Selected text:
* * * * *

Generations ago, humans fled to the cosmic anomaly known as Grass. But before humanity arrived, another species had already claimed Grass for its own. It too had developed a culture…
Now a deadly plague is spreading across the stars, leaving no planet untouched, save for Grass. But the secret of the planet’s immunity hides a truth so shattering it could mean the end of life itself.
Length: 535 pages
Published: 2011 (originally 1989)
I read Grass for my science fiction module at university. I had never heard of it before, though I had come across the author in passing. It’s a long book, and quite slow as well, especially for science fiction. It is definitely more about the themes and messages the author was trying to communicate, rather than the characters or plot.
Grass is a planet that consists, primarily, of grass. It is a small human outpost in a universe in which Earth has been more or less destroyed, and humanity has gone to the stars to seek out new homes. Though Tepper originally wrote Grass in the 1980s, she does foreshadow the the climate breakdown we are now seeing, proving that we have known how things were going for a very long time.

* * * * *

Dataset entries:
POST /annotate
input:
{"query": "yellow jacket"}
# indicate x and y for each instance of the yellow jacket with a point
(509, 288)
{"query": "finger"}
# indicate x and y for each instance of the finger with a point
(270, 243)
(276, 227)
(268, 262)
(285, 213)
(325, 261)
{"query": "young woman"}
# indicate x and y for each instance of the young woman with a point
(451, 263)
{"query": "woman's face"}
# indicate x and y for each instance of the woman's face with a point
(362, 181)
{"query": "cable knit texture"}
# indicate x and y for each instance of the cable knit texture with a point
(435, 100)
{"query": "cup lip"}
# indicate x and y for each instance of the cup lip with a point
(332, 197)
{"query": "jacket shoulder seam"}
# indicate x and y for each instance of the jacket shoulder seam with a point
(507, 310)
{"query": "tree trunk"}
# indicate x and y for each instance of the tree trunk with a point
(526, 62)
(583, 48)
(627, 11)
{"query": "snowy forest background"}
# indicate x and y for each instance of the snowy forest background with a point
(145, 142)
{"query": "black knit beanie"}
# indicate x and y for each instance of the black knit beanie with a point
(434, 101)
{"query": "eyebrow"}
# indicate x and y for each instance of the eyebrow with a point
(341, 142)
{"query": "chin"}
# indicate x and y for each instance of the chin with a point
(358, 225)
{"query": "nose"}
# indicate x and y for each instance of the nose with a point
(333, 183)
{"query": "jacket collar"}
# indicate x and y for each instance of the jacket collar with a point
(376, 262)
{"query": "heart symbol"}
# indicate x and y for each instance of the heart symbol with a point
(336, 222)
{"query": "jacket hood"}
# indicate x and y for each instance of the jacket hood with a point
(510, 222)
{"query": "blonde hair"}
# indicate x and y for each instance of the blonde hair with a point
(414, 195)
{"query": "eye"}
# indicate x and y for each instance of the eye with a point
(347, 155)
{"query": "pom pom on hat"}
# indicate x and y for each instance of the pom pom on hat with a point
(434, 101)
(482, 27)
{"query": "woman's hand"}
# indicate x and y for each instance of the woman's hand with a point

* * * * *

What this exercise asks:
1. In the review of Grass, change "plague" to "virus" and give the part that opens with the words containing "Generations ago, humans" and closes with "characters or plot.".
2. Check each statement against the review of Grass. Answer yes or no, and quote the words from the review that decide it.
(a) The book was first published in 1989.
(b) Before reading the book, the reviewer had read a great deal of the author's work.
(c) According to the review, the book is driven more by its plot than by its themes.

Answers to the tasks:
1.
Generations ago, humans fled to the cosmic anomaly known as Grass. But before humanity arrived, another species had already claimed Grass for its own. It too had developed a culture…
Now a deadly virus is spreading across the stars, leaving no planet untouched, save for Grass. But the secret of the planet’s immunity hides a truth so shattering it could mean the end of life itself.
Length: 535 pages
Published: 2011 (originally 1989)
I read Grass for my science fiction module at university. I had never heard of it before, though I had come across the author in passing. It’s a long book, and quite slow as well, especially for science fiction. It is definitely more about the themes and messages the author was trying to communicate, rather than the characters or plot.

2.
(a) Yes: "Published: 2011 (originally 1989)"
(b) No: "I had never heard of it before, though I had come across the author in passing."
(c) No: "It is definitely more about the themes and messages the author was trying to communicate, rather than the characters or plot."